======== Data entries

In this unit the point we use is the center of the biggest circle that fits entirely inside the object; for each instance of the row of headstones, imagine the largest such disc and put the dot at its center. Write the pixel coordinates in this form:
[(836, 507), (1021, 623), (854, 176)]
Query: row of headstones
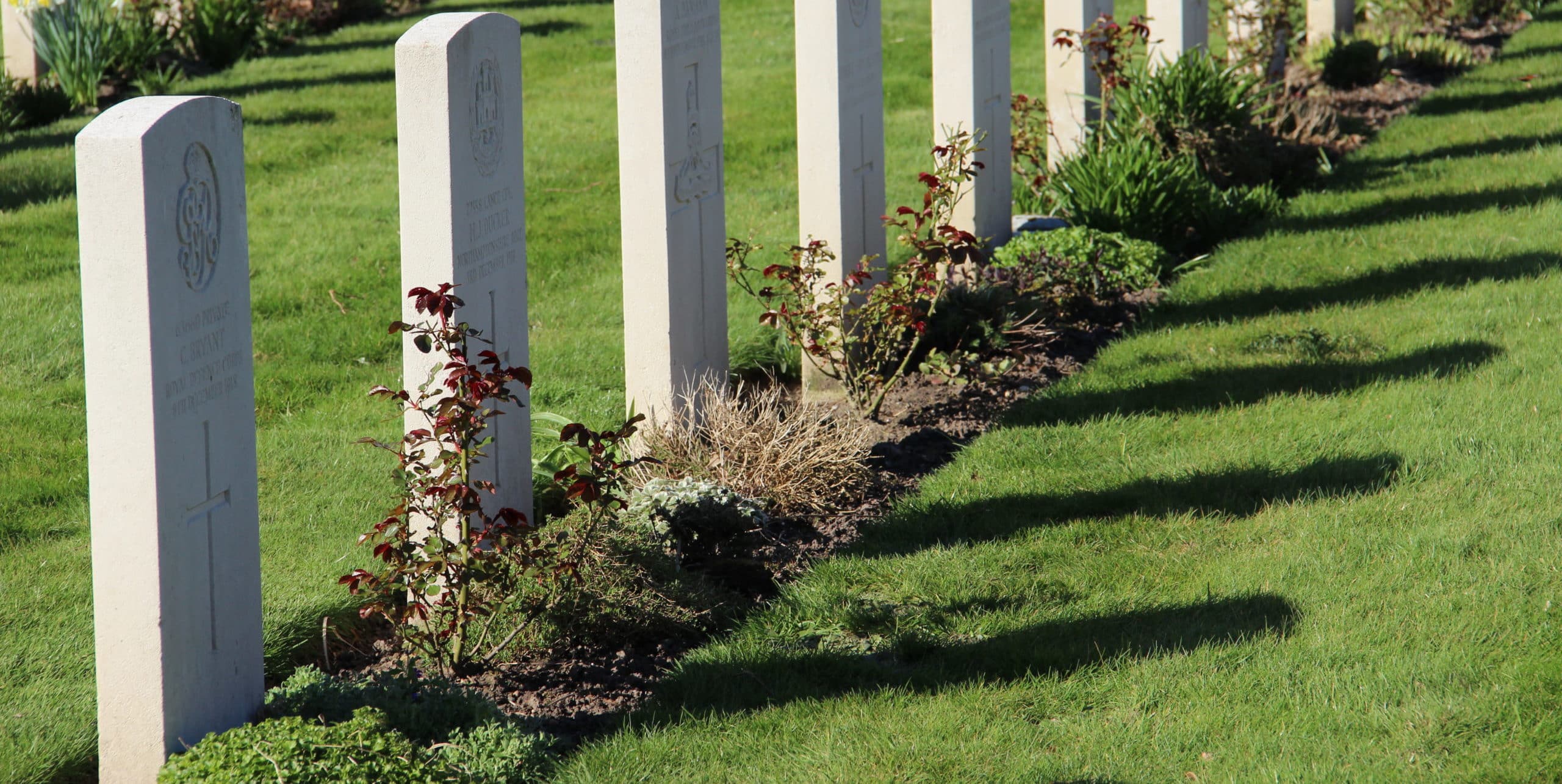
[(1176, 27), (166, 299)]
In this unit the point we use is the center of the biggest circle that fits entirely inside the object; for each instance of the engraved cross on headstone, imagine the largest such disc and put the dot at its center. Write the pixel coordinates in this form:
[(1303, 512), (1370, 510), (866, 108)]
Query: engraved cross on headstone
[(863, 172), (997, 105), (204, 509), (503, 356)]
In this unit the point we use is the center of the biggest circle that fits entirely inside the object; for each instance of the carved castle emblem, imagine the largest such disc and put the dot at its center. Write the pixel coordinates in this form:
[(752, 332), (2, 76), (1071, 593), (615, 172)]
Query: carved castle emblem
[(488, 116), (697, 177), (860, 12), (199, 214)]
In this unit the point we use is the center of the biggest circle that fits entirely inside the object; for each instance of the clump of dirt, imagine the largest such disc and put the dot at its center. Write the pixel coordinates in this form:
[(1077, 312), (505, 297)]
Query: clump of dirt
[(578, 691), (1342, 119)]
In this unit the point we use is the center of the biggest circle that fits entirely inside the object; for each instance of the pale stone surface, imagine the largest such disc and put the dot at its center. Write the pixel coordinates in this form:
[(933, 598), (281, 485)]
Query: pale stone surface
[(971, 91), (463, 208), (1069, 77), (841, 136), (171, 427), (21, 58), (1176, 27), (1326, 18), (672, 199), (1244, 24)]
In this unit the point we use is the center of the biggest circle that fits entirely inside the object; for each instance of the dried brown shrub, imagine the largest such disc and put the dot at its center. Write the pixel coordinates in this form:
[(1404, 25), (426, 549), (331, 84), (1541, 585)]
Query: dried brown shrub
[(805, 459)]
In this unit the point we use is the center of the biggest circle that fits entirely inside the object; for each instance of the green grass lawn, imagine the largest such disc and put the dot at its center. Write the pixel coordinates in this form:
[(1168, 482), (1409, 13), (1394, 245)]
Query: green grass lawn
[(1306, 564), (1222, 553), (321, 168)]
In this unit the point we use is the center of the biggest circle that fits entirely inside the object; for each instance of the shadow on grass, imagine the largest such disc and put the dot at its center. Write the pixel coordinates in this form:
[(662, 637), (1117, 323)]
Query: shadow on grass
[(1063, 647), (1420, 207), (1237, 492), (1372, 288), (1244, 386), (1486, 102), (1494, 146), (18, 193)]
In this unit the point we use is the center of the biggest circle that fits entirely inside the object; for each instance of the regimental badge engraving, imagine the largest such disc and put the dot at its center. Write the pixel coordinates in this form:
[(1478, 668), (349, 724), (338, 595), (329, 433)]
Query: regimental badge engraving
[(199, 213), (860, 12), (697, 177), (488, 116)]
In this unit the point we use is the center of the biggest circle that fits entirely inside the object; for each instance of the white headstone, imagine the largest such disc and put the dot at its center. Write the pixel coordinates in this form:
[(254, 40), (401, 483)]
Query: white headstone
[(464, 210), (171, 427), (1176, 27), (1072, 88), (21, 58), (971, 91), (841, 136), (672, 199), (1328, 18)]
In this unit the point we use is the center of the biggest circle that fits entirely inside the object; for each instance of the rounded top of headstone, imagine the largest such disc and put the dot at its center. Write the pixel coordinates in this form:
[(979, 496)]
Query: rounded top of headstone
[(441, 29), (133, 119)]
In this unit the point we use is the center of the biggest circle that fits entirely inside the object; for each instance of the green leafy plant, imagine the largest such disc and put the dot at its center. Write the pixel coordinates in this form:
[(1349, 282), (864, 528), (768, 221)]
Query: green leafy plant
[(1133, 188), (1028, 143), (765, 355), (691, 517), (597, 483), (1125, 261), (361, 750), (1194, 96), (143, 41), (79, 41), (1353, 60), (497, 753), (1111, 51), (444, 555), (802, 458), (158, 80), (219, 32), (394, 727), (1259, 35), (857, 331)]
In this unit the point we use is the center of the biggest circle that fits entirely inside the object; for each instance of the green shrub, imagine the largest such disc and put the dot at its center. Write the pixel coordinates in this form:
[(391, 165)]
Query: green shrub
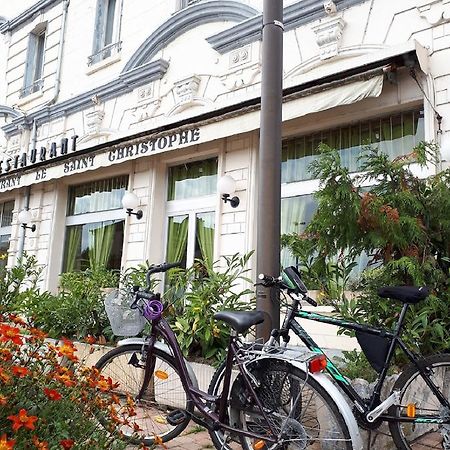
[(402, 223), (77, 310), (196, 294)]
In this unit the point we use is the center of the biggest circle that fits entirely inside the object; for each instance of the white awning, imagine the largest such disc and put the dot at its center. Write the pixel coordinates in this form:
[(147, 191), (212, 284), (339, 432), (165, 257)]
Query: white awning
[(331, 98)]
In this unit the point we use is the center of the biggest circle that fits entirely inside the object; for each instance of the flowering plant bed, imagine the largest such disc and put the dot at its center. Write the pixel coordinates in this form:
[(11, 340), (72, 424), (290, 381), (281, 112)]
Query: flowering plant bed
[(49, 400)]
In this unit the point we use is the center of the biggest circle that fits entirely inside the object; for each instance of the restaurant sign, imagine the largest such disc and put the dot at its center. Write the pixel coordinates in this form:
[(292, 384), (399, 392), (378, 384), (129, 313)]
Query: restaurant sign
[(66, 159)]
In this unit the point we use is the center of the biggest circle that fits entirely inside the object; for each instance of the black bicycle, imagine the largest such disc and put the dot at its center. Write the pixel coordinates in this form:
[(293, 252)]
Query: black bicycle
[(418, 408), (259, 398)]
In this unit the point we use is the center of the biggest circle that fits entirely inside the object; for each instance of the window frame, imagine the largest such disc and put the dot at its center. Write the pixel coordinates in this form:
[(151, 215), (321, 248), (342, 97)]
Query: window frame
[(109, 215), (190, 207), (101, 49), (33, 79)]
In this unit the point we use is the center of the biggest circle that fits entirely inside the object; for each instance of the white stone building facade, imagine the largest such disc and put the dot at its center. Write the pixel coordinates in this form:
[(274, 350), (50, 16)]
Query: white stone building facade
[(162, 98)]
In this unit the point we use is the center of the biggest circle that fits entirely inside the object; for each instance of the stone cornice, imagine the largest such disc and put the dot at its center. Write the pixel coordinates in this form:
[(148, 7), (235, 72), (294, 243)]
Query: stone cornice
[(29, 14), (185, 20), (295, 15), (126, 82)]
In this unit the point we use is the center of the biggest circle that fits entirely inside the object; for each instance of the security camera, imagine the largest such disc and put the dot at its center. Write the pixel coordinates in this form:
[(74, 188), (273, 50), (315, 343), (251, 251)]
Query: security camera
[(330, 7)]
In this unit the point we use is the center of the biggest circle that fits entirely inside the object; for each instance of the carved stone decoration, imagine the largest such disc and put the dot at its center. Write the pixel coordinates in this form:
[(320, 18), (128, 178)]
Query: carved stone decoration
[(186, 90), (435, 12), (240, 56), (328, 36), (330, 7), (94, 120), (145, 111), (241, 78)]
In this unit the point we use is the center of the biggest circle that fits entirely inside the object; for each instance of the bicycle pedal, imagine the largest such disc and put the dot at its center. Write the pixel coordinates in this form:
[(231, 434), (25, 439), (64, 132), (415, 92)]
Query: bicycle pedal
[(177, 416)]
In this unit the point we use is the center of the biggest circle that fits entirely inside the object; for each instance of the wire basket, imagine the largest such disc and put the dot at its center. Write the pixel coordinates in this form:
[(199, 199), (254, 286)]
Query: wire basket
[(124, 321)]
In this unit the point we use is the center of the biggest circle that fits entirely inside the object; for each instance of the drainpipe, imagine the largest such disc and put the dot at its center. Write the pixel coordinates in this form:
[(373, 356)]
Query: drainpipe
[(269, 168), (60, 54)]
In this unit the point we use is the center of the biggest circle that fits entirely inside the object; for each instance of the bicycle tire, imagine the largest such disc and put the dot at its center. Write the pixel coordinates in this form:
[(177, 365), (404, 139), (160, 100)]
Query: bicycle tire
[(125, 366), (316, 420), (413, 390)]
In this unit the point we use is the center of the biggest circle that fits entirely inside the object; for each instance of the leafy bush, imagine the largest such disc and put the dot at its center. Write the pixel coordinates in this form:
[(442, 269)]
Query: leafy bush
[(402, 223), (196, 294), (19, 283), (48, 405), (77, 310)]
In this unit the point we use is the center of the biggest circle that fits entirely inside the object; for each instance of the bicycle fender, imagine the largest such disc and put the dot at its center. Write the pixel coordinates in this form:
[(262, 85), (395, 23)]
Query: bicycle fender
[(336, 395), (163, 348)]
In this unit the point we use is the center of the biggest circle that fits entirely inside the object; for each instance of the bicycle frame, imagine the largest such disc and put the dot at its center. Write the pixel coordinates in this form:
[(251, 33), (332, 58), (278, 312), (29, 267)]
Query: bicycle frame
[(364, 407), (160, 327)]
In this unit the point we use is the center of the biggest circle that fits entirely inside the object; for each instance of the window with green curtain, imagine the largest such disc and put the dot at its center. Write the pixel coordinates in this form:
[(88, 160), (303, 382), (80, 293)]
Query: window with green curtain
[(90, 242), (205, 236), (395, 135), (93, 245), (192, 179), (101, 195), (296, 213), (177, 239), (6, 213)]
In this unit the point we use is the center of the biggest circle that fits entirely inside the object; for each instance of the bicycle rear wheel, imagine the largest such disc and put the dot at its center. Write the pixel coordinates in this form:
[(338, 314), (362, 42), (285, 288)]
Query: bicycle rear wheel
[(165, 393), (300, 411), (422, 434)]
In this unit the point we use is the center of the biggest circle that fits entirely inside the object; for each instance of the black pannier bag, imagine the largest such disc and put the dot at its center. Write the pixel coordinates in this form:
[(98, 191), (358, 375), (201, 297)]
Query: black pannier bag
[(374, 347)]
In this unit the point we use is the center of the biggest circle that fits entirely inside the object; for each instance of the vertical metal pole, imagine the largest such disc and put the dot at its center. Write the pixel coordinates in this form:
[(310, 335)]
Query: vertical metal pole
[(269, 167)]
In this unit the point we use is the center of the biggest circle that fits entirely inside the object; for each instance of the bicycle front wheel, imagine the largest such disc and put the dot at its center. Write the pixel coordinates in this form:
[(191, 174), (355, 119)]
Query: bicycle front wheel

================

Objective. Recast the stretch of the entries from the line containing "the black pannier" through the last line of the entries as a numbered list, one line per item, omitting blank lines.

Response to the exercise.
1. In this unit the point we use is the center of the biggest circle that fits entirely inside the object; for each instance of the black pannier bag, imagine the largest such disc and put the dot at its center. Write the pixel coordinates in this form:
2. [(98, 191), (358, 375), (201, 297)]
3. Query: black pannier bag
4. [(374, 347)]
5. In this unit the point we use is the center of the biggest circle that fits entirely inside the object; for each instance of the vertical metal pole, imagine the largest such disc and put the dot at its center. Write the pixel coordinates in this form:
6. [(310, 335)]
7. Query: vertical metal pole
8. [(269, 167)]
9. In this unit the point we use is the center of the biggest circle that fits entirely inside the object; for each instance of the bicycle front wheel, imagine the largest such disc and put the dot at its center. Write the pixel coordinates in this form:
10. [(191, 174), (355, 119)]
11. Query: bicycle front wheel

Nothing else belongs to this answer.